### To be done
Return each line of the items below in which the word "small" appears, treating uppercase and lowercase letters as distinct.
-- START Data shown --
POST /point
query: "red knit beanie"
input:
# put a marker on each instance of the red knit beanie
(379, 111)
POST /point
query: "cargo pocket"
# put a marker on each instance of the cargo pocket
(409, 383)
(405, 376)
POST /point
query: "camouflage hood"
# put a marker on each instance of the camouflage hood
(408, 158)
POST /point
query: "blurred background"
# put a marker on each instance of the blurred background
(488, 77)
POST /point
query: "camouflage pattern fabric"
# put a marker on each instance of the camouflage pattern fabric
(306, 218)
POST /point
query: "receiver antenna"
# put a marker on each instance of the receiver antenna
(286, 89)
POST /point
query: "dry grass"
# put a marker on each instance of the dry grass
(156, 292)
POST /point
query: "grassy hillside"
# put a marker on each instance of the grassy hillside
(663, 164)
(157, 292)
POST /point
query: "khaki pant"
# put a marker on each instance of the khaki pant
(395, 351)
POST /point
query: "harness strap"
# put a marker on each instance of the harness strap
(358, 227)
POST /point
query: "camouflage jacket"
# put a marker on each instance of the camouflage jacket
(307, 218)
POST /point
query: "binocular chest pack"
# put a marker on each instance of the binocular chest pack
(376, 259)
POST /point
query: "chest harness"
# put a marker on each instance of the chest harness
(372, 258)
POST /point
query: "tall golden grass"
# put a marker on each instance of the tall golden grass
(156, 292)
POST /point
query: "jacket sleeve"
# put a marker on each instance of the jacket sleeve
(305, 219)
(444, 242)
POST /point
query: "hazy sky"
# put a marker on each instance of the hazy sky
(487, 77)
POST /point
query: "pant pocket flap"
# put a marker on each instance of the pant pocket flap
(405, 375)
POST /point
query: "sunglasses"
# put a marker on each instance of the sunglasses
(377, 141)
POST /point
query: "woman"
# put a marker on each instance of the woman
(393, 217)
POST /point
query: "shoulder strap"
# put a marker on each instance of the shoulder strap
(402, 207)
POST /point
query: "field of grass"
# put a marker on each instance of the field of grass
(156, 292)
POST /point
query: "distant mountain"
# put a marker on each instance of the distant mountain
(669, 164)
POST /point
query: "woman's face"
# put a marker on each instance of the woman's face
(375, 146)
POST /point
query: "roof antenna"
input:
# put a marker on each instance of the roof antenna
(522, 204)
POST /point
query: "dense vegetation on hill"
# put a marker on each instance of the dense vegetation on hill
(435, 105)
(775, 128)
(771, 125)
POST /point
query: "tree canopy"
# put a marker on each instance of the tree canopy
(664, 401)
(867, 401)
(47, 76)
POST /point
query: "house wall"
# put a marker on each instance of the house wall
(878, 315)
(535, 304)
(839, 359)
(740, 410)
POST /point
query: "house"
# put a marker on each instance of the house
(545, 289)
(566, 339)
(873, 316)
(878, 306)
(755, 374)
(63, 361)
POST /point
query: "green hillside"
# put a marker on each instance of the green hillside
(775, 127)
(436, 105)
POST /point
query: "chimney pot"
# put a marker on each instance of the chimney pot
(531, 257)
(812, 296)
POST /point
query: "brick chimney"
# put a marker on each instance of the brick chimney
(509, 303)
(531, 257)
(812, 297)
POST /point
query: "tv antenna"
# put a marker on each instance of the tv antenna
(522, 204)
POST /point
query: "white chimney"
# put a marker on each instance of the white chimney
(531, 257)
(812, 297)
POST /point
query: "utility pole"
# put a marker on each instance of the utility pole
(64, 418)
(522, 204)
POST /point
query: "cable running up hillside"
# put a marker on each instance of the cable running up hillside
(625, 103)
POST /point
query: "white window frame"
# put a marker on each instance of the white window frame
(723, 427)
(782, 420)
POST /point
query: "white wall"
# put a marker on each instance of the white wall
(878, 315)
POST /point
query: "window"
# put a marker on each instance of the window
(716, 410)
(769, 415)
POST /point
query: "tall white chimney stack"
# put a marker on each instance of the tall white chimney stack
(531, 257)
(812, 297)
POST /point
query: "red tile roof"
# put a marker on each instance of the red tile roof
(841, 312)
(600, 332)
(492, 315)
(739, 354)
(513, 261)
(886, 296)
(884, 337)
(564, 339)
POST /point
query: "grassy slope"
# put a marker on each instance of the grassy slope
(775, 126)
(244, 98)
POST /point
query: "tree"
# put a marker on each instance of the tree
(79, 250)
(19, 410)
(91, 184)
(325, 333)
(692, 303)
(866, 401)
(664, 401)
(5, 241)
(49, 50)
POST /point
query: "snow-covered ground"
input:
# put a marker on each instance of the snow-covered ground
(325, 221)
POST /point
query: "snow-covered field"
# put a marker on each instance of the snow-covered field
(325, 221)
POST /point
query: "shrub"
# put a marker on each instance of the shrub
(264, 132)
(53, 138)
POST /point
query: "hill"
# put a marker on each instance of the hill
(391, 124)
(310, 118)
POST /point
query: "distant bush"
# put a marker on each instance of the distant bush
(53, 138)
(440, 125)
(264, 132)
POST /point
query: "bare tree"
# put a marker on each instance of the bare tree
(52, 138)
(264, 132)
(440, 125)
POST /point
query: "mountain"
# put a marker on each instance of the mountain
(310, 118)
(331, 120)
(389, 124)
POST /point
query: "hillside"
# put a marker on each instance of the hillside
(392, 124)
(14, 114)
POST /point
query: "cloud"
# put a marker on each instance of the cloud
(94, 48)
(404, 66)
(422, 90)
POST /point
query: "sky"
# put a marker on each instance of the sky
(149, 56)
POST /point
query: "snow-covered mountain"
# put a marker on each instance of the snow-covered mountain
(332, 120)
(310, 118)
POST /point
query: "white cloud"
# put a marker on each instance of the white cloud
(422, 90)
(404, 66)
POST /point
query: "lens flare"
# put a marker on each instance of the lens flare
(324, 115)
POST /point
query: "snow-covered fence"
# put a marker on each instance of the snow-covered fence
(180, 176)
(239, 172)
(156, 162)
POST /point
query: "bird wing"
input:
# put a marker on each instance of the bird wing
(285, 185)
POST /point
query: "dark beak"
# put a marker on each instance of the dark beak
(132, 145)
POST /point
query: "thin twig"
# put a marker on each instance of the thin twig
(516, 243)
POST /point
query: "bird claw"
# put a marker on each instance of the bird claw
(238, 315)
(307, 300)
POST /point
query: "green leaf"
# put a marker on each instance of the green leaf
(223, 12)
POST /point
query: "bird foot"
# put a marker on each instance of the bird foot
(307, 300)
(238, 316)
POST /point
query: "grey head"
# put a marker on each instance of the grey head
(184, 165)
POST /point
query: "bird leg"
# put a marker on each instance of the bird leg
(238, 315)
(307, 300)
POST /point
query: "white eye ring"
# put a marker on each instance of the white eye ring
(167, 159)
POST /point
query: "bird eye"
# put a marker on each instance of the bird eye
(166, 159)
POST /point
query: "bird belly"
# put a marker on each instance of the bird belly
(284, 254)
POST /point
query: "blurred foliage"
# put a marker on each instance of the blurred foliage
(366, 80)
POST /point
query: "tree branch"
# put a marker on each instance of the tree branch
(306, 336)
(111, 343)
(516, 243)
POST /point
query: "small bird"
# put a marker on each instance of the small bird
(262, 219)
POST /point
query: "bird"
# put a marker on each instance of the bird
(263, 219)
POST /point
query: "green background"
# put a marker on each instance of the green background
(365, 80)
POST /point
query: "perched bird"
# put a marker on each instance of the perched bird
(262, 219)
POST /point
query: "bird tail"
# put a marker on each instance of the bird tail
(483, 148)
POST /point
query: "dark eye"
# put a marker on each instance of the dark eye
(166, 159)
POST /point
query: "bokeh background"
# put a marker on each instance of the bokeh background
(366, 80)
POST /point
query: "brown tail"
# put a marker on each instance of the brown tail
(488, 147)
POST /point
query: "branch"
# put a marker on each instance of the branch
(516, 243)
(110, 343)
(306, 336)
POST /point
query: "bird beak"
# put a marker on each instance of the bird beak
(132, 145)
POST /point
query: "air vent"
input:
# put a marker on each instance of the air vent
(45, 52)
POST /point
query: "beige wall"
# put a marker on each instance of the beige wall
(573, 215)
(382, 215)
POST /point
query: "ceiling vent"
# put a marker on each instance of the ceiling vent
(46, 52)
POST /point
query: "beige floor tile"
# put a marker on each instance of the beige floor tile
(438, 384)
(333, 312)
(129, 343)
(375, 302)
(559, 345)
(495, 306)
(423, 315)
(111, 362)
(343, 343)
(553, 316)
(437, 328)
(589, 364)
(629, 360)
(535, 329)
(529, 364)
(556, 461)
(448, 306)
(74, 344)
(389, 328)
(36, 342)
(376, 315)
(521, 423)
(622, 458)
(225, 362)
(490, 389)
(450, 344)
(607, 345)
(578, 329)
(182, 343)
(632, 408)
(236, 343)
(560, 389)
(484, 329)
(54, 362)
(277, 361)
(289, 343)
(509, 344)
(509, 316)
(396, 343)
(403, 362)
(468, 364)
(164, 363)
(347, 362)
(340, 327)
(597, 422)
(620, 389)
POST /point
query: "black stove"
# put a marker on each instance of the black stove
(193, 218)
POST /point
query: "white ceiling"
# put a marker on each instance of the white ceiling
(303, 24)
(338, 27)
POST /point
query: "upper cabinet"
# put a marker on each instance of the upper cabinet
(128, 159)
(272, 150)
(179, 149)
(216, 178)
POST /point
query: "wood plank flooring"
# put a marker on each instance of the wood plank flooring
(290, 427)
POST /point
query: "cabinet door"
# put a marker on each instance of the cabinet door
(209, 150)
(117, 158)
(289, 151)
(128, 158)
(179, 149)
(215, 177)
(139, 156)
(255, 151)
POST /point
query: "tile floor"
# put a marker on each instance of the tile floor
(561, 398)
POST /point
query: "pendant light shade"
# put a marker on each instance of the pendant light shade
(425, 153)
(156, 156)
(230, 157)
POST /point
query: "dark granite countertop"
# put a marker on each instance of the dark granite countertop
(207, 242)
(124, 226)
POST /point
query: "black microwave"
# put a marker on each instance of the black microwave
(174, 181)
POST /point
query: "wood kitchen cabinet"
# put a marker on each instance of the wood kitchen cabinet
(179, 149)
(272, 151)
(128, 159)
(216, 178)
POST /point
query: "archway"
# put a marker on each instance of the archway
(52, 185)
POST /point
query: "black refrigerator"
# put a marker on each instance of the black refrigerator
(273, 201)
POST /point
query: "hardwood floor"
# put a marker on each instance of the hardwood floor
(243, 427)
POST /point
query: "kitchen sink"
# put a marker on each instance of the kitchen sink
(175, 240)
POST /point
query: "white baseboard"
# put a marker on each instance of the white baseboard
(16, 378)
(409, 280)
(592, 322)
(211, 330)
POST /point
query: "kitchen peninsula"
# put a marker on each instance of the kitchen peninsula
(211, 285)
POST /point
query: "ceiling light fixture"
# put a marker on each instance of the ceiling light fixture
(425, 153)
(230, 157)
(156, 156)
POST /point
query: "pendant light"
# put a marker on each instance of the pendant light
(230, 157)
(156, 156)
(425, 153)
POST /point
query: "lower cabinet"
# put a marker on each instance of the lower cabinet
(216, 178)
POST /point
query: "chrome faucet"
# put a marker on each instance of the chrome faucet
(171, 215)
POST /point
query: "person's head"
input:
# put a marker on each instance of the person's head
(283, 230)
-- END Data shown --
### The reply
query: "small bird"
# put a marker on each instance of the small bird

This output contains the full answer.